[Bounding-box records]
☆ ☆ ☆ ☆ ☆ ☆ ☆

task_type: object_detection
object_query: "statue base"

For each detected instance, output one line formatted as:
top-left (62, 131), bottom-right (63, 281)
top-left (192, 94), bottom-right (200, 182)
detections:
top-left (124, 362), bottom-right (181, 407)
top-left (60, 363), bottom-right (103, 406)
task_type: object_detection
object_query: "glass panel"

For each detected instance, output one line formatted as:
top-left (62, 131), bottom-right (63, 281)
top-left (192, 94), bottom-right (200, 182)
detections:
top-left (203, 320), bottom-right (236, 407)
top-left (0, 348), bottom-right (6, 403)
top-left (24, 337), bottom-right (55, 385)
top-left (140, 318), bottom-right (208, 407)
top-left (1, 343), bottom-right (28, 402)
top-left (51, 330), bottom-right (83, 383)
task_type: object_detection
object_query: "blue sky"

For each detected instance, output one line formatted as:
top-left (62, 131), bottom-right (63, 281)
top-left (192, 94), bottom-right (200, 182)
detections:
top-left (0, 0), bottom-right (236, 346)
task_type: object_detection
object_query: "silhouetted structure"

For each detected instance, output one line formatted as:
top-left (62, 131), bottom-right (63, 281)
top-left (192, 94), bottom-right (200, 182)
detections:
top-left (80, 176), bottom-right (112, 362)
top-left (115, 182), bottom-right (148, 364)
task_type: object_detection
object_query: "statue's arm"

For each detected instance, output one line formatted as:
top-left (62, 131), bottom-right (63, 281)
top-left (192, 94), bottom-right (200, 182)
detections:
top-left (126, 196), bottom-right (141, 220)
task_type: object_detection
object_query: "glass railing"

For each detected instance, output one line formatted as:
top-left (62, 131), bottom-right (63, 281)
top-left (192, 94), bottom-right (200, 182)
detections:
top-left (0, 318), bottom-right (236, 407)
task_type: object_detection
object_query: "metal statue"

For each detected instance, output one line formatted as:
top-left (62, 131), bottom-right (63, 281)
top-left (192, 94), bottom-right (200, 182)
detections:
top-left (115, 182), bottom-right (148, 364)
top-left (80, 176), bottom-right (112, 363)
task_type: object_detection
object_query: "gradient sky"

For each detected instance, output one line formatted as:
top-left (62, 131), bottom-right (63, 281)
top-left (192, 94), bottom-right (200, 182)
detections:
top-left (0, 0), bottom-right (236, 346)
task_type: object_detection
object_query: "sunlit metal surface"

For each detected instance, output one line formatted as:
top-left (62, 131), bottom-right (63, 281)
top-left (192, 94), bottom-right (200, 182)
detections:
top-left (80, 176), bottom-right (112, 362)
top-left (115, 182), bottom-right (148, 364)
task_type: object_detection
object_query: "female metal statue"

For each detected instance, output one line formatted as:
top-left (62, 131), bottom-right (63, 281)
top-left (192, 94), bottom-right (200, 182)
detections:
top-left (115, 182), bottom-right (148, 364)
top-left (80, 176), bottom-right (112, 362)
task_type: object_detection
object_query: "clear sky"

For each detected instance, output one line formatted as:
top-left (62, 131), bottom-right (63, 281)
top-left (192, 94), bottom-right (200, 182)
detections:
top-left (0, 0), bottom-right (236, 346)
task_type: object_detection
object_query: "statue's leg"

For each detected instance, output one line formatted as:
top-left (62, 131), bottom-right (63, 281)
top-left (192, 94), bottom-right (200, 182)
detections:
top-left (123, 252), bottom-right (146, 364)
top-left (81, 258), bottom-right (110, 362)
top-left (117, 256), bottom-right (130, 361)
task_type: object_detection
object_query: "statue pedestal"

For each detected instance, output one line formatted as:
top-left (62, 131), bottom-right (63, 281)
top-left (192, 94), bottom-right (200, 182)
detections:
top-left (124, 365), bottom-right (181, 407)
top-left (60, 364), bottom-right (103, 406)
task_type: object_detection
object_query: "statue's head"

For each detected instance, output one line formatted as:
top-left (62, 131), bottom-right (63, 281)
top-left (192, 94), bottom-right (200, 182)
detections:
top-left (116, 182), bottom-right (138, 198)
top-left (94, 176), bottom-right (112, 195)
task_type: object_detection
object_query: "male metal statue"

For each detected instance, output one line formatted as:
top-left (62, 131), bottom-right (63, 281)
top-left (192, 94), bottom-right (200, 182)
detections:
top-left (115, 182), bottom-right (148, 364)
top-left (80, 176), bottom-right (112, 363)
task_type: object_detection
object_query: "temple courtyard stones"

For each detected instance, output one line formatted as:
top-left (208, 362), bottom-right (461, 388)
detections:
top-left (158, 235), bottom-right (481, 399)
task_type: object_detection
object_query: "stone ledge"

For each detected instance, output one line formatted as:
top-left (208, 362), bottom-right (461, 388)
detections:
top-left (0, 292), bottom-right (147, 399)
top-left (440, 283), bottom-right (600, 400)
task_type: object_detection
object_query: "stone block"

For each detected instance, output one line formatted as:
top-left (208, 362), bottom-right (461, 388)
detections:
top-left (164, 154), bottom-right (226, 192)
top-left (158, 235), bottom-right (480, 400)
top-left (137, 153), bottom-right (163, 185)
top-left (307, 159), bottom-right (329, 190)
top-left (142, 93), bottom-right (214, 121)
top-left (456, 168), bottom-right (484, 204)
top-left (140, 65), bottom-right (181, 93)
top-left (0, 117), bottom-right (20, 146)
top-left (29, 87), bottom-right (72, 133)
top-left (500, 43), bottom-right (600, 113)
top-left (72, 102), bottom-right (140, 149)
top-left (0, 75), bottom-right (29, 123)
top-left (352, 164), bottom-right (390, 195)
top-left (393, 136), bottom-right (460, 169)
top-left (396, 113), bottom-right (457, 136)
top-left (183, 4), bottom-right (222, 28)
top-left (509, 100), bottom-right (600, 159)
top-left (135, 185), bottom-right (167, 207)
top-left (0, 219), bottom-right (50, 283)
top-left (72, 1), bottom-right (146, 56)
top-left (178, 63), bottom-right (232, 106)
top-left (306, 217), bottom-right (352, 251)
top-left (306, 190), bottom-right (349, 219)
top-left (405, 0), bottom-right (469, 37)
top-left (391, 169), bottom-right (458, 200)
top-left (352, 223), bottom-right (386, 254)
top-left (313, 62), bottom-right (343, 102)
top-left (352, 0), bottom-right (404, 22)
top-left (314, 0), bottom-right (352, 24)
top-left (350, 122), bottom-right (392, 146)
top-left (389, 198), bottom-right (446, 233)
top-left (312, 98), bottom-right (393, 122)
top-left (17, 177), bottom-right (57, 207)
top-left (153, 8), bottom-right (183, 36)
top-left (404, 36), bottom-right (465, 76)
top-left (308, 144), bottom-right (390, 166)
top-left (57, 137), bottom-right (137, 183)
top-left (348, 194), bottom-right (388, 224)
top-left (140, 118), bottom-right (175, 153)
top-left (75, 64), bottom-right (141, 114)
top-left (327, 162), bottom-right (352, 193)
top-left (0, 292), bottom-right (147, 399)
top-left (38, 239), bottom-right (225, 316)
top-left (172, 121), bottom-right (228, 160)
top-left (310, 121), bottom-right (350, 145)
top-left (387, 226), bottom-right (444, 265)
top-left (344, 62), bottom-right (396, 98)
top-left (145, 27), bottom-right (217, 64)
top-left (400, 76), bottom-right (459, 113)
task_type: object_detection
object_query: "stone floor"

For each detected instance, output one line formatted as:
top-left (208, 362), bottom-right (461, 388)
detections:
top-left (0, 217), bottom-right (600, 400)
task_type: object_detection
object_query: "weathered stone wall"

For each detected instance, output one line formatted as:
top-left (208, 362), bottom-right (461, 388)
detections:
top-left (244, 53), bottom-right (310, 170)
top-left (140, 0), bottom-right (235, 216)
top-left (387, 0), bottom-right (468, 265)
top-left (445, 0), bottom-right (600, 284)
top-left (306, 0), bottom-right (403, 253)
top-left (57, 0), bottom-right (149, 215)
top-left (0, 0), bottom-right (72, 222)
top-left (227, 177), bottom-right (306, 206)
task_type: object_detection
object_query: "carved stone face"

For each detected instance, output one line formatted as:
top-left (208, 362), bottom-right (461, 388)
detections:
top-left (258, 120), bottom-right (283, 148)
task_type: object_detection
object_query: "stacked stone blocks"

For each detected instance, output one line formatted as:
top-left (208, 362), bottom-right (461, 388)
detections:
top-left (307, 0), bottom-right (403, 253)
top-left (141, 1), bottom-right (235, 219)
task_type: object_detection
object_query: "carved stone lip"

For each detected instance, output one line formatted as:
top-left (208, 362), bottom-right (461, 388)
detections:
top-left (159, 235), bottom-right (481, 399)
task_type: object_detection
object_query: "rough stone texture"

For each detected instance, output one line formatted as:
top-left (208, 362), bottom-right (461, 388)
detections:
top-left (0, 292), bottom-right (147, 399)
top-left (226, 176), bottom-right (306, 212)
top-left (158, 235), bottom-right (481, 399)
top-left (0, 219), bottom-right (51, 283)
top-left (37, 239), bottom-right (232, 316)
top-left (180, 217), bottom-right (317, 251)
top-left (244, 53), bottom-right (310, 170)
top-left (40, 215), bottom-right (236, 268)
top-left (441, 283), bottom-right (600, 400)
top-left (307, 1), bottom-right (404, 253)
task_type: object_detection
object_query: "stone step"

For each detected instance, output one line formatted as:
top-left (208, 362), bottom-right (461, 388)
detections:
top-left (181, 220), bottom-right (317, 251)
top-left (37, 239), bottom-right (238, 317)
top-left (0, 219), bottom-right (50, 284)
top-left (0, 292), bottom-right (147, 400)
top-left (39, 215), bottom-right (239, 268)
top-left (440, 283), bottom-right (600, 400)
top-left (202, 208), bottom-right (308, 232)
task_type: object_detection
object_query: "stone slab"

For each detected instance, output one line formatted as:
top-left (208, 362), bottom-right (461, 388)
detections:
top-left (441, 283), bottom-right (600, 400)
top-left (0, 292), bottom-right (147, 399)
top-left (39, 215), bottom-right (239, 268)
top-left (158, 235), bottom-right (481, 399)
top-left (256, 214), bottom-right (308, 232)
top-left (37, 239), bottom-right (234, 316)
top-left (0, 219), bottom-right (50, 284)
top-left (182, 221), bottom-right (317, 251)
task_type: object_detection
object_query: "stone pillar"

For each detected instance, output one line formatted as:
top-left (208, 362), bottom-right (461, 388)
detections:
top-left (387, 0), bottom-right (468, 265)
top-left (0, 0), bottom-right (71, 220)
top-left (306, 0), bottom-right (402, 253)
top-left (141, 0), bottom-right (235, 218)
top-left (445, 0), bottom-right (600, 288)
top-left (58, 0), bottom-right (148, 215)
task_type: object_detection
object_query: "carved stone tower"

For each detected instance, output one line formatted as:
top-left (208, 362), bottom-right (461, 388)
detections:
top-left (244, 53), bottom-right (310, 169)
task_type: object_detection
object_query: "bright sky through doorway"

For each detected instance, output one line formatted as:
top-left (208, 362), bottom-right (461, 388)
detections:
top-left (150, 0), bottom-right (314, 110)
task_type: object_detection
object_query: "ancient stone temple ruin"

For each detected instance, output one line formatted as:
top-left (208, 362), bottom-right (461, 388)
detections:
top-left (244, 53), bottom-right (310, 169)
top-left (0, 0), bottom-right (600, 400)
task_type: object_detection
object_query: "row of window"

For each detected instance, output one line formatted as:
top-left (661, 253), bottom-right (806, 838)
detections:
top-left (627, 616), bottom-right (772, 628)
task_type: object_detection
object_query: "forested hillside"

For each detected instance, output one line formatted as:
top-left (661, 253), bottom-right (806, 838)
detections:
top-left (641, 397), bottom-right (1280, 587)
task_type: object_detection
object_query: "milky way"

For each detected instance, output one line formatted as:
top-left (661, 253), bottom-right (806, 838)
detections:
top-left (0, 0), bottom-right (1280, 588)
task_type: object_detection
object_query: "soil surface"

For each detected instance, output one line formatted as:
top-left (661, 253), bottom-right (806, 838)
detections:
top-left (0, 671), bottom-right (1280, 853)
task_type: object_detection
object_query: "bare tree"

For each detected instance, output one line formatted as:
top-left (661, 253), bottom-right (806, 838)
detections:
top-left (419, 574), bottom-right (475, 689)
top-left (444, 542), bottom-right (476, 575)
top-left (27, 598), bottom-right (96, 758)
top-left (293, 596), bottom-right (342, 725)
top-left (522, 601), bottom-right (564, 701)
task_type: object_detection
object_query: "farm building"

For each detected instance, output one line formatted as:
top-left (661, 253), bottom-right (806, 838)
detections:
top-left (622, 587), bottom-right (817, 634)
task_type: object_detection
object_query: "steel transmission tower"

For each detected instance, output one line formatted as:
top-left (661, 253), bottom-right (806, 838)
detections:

☆ ☆ ☆ ☆ ☆ ☆ ☆

* _What you need to do_
Reproduce the lines of the material word for word, starting at its first line and ending with the line holding "top-left (60, 363), bottom-right (103, 406)", both included.

* _Answer to the task_
task_type: object_detection
object_query: "statue base"

For each detected instance, output one line formatted as:
top-left (62, 131), bottom-right (63, 281)
top-left (192, 94), bottom-right (200, 182)
detections:
top-left (124, 362), bottom-right (181, 407)
top-left (60, 363), bottom-right (103, 406)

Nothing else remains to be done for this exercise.